-------- Dataset

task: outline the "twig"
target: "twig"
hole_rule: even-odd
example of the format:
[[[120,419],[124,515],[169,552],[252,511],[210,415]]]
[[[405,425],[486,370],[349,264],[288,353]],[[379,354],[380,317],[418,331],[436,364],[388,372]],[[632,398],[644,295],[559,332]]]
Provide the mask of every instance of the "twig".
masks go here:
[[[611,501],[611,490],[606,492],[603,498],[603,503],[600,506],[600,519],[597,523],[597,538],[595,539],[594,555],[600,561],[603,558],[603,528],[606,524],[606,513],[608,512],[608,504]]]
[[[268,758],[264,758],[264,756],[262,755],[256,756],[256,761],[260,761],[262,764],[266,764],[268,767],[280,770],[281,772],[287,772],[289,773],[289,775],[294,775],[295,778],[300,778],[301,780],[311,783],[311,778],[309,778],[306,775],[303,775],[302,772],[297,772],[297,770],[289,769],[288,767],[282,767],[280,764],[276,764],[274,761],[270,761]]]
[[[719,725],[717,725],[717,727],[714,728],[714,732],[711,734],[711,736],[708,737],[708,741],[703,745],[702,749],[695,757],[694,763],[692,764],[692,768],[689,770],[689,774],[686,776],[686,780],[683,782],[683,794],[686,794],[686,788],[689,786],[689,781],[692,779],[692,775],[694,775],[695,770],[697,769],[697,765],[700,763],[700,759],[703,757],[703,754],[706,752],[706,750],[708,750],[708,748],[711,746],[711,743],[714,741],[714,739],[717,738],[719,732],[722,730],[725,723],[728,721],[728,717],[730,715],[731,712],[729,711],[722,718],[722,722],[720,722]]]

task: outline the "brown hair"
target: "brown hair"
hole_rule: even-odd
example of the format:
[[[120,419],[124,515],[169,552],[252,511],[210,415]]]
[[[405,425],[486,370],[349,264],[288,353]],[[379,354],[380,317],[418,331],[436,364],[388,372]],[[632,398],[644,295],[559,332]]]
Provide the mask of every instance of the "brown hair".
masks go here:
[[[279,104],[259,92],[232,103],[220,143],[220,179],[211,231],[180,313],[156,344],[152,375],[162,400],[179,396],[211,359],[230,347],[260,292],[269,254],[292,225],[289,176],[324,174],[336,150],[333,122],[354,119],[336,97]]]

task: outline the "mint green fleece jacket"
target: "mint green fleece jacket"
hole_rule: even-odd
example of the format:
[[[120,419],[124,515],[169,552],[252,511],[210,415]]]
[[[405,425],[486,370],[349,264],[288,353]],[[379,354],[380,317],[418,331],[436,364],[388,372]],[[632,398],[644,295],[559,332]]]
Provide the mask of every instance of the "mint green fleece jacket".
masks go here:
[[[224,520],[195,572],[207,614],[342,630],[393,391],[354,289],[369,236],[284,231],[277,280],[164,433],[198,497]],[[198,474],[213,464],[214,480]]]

----------------

What this task involves:
Each line of the data that contains "green" belongs in the answer.

Answer section:
task: outline the "mint green fleece jacket"
target: "mint green fleece jacket"
Provide the mask of every instance of the "mint green fleece jacket".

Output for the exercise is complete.